**RECORDS TO USE**
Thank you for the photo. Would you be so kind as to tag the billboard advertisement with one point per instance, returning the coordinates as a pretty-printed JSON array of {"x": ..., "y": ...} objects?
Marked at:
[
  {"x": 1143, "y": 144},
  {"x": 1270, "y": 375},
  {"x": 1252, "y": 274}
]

**INSTRUCTIONS TO FOLLOW**
Give every line of the material again, exactly.

**YOUR RESPONSE**
Thank you for the photo. Would you be so kind as to tag the billboard advertisement with one point per instance, returning the coordinates as a pretty-printed JSON array of {"x": ..., "y": ...} objects?
Marked at:
[
  {"x": 1143, "y": 144},
  {"x": 1270, "y": 375},
  {"x": 1252, "y": 274}
]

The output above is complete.